§ Given records

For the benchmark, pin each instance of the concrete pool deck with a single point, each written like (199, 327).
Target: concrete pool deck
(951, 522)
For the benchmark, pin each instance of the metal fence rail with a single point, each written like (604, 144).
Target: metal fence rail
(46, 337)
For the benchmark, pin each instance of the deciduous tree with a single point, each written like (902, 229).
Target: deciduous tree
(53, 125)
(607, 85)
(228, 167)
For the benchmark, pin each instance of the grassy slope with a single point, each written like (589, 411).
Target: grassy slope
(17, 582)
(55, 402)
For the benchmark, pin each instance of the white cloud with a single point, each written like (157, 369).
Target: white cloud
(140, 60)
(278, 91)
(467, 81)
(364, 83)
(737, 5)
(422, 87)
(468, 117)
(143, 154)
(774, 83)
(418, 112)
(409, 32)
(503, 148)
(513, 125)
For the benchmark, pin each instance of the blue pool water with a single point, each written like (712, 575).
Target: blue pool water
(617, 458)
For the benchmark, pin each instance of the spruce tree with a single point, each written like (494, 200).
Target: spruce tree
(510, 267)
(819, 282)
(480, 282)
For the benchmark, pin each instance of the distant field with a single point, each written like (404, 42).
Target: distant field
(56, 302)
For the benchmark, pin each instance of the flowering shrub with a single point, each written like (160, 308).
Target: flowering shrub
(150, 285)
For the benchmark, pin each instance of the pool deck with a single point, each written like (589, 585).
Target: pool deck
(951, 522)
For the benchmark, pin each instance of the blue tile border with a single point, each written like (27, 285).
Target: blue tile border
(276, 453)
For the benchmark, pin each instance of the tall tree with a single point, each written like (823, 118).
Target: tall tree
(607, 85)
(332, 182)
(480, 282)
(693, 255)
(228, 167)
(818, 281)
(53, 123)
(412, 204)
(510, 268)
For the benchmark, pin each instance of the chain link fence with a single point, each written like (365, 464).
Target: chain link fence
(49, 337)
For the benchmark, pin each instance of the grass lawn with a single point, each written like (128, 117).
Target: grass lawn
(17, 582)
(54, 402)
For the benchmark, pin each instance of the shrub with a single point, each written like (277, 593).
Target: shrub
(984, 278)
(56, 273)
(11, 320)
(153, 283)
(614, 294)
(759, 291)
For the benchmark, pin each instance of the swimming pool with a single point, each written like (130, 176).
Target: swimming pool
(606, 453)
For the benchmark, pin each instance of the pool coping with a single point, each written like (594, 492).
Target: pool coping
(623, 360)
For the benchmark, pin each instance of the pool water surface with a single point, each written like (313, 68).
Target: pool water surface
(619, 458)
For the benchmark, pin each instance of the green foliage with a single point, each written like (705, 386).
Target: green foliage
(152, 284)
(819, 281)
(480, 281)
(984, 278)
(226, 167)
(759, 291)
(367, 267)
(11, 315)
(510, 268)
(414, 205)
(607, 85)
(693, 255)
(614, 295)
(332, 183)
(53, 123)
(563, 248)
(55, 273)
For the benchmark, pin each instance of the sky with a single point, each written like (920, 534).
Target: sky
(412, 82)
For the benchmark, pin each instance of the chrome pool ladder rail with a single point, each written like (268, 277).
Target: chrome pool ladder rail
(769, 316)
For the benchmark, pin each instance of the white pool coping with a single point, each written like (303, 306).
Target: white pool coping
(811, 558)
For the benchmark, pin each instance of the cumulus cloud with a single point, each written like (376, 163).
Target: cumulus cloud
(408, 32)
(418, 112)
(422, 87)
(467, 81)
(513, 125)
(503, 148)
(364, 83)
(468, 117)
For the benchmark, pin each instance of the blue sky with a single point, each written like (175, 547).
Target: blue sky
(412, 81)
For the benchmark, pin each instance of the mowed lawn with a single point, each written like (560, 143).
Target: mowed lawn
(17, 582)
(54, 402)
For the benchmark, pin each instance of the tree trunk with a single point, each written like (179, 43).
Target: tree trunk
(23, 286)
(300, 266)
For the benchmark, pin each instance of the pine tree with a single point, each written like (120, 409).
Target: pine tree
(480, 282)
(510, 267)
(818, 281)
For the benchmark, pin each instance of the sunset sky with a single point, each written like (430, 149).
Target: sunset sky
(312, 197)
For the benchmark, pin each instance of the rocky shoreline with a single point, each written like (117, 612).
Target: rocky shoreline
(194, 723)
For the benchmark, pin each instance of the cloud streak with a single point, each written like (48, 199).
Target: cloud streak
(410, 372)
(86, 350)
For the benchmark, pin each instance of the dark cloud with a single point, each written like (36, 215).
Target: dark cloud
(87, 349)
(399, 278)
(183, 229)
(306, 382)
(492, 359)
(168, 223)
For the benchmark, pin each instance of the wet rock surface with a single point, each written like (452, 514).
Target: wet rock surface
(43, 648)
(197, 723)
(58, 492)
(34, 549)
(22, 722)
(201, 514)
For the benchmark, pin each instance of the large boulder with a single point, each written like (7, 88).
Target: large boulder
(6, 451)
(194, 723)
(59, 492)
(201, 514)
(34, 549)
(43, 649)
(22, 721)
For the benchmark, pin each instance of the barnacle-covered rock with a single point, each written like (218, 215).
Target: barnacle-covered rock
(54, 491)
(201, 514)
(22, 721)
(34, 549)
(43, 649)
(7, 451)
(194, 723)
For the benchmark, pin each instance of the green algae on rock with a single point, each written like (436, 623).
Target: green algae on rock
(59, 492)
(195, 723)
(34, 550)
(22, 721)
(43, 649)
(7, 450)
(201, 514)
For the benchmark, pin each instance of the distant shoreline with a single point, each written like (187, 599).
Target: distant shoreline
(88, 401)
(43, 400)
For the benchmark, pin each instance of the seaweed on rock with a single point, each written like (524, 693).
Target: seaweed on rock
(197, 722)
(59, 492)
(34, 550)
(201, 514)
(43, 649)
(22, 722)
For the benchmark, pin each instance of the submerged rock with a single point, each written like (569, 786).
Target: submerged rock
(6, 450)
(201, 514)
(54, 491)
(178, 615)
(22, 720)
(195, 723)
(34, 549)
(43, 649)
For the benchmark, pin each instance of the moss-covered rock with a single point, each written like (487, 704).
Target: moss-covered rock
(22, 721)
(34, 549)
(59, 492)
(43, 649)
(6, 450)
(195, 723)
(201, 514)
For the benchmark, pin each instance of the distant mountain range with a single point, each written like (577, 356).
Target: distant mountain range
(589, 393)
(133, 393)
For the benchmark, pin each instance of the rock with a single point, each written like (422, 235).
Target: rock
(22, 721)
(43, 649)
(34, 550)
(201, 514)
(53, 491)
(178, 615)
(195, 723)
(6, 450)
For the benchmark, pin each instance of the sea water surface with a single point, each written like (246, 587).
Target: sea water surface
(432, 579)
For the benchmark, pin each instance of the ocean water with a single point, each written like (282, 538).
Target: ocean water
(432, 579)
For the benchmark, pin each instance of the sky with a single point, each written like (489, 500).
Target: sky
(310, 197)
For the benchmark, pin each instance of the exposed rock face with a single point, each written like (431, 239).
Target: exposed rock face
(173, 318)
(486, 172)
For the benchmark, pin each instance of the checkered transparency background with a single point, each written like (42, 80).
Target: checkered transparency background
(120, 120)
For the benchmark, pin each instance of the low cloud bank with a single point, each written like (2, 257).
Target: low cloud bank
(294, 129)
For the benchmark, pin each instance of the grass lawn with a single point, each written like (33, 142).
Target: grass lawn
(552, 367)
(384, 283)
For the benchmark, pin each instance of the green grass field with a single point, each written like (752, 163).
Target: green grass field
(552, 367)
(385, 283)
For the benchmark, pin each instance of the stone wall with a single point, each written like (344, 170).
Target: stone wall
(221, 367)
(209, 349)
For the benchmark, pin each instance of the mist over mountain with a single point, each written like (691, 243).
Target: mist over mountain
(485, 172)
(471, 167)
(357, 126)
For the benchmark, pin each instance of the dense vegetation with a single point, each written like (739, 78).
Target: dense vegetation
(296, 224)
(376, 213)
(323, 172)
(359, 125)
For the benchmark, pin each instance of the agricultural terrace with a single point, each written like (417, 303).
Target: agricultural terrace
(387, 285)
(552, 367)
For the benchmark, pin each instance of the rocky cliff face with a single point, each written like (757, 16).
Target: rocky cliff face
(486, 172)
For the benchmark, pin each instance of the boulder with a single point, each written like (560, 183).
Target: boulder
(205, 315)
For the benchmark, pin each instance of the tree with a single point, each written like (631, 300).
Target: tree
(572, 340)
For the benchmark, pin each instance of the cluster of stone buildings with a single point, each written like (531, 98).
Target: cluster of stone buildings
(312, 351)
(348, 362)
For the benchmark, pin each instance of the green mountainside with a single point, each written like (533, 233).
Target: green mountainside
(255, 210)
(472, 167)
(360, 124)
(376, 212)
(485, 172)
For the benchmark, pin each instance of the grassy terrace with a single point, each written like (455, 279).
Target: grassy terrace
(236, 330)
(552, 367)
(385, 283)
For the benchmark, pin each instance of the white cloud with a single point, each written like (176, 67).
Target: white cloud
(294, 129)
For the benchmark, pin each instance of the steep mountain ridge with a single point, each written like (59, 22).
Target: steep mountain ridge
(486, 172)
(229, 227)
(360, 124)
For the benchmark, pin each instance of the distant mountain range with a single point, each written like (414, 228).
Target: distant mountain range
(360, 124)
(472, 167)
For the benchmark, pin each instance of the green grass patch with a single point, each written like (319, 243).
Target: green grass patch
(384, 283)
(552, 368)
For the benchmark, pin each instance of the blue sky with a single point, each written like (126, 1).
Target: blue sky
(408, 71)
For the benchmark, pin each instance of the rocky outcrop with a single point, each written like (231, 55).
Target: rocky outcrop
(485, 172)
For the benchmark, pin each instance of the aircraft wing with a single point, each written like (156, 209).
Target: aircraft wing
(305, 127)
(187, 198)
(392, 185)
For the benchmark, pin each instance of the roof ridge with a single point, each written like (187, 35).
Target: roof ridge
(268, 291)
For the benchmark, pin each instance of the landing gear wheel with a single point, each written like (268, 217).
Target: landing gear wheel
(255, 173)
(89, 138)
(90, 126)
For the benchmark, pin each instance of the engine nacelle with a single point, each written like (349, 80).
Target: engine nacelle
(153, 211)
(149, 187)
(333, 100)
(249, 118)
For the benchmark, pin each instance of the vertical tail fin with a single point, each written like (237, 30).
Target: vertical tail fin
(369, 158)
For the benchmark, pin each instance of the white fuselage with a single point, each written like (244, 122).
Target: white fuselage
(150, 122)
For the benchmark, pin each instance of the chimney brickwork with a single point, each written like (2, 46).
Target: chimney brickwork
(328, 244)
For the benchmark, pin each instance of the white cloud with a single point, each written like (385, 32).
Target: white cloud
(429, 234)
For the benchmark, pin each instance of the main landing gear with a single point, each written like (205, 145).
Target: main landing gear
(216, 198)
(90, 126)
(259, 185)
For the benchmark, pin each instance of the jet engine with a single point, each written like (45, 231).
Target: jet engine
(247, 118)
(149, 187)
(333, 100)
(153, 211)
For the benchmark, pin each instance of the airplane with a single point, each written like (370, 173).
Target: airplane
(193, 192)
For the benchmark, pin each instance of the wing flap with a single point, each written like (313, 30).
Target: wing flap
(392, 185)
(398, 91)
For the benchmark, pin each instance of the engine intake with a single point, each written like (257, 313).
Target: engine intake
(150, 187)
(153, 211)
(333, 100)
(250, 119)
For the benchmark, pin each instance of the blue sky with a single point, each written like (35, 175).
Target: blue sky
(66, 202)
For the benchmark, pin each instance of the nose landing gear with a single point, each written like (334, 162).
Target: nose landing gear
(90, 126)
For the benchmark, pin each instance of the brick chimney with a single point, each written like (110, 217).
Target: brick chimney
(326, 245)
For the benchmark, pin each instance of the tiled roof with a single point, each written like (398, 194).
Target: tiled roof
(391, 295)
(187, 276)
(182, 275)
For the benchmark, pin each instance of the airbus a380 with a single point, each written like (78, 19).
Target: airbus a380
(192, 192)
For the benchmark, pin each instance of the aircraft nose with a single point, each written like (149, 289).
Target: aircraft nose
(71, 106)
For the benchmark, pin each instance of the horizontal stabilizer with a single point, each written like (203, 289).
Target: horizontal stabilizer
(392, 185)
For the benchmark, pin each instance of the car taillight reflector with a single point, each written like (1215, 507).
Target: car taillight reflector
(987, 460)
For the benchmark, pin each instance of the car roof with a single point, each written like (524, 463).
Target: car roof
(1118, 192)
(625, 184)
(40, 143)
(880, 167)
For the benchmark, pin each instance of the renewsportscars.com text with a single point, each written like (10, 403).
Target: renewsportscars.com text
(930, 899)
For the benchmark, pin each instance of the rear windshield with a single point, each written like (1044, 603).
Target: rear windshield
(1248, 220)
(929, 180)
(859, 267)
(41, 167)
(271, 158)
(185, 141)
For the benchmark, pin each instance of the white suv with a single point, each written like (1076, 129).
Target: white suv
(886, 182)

§ Set exercise
Express the stretch of the listing from the line containing "For the benchmark, pin each instance of the brick" through the end of the listing as a JSON array of strings, with one string per line and blank lines omitted.

§ Correct response
[
  "For the benchmark, pin each instance of the brick chimney with a single point, each written like (110, 217).",
  "Target: brick chimney",
  "(326, 245)",
  "For the benchmark, pin each instance of the tiled roof with a single point, each written like (398, 194).",
  "Target: tiled roof",
  "(391, 295)",
  "(187, 276)",
  "(182, 275)",
  "For the benchmark, pin each instance of the airbus a380 with a single point, each written like (78, 19).",
  "Target: airbus a380",
  "(192, 192)",
  "For the benchmark, pin each instance of the aircraft nose with a single point, each written like (149, 289).",
  "Target: aircraft nose",
  "(71, 106)",
  "For the benchmark, pin each instance of the horizontal stabilizer with a single point, each written like (203, 289).",
  "Target: horizontal stabilizer",
  "(392, 185)",
  "For the benchmark, pin each instance of the car taillight reflector with a single point, each written like (1215, 507).",
  "Target: car taillight reflector",
  "(987, 460)",
  "For the benchmark, pin each instance of the car roof with a single point, each written like (524, 463).",
  "Target: car roof",
  "(1118, 192)",
  "(625, 184)",
  "(40, 143)",
  "(880, 167)",
  "For the benchmark, pin each instance of the renewsportscars.com text with a single point, each written like (10, 403).",
  "Target: renewsportscars.com text",
  "(930, 899)",
  "For the benchmark, pin each instance of the rear windshield with a single point, each written like (1044, 603).",
  "Target: rear windshield",
  "(1248, 220)",
  "(929, 180)",
  "(859, 267)",
  "(41, 167)",
  "(271, 158)",
  "(185, 141)",
  "For the benchmark, pin each instance of the white suv with a single point, each written like (1076, 129).",
  "Target: white suv",
  "(886, 182)"
]